[GOAL] In the material below, repeat only the lines from the one that holds "formatted like [717,296]." through the final line, exactly as they stand.

= = = = = = =

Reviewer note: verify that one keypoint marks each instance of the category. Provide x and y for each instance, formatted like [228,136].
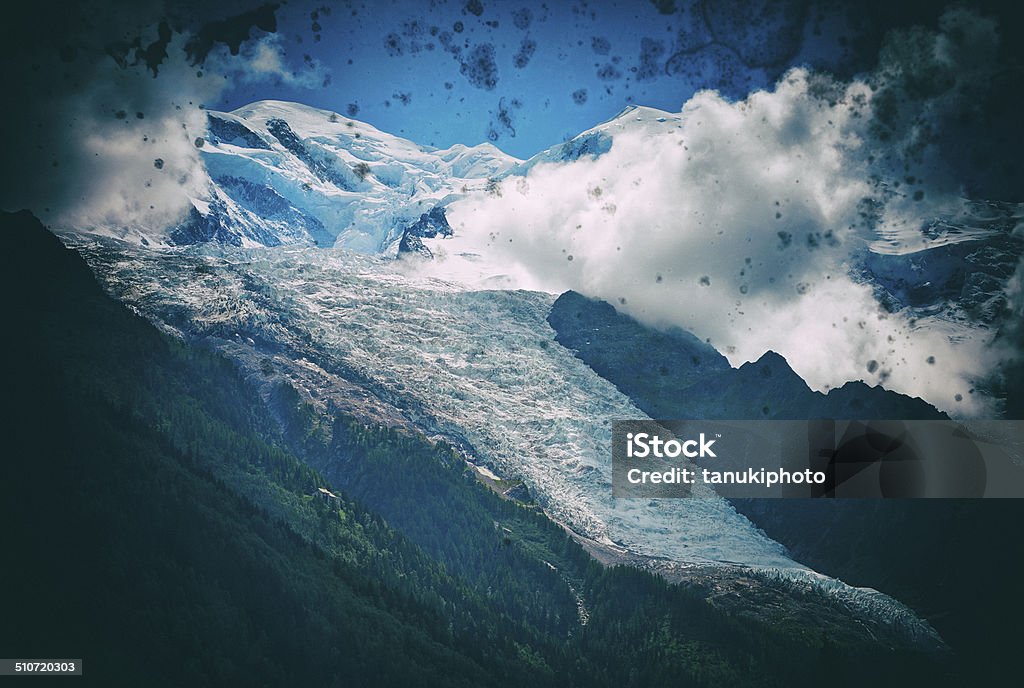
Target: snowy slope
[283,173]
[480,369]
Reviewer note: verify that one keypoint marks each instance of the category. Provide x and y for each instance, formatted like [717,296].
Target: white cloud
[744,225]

= = = = = = =

[WRITTEN RESPONSE]
Reviewer note: verify that one keypoint marks each instance of the category. Provide x and y for each instance, formatted like [717,296].
Target: white cloud
[744,225]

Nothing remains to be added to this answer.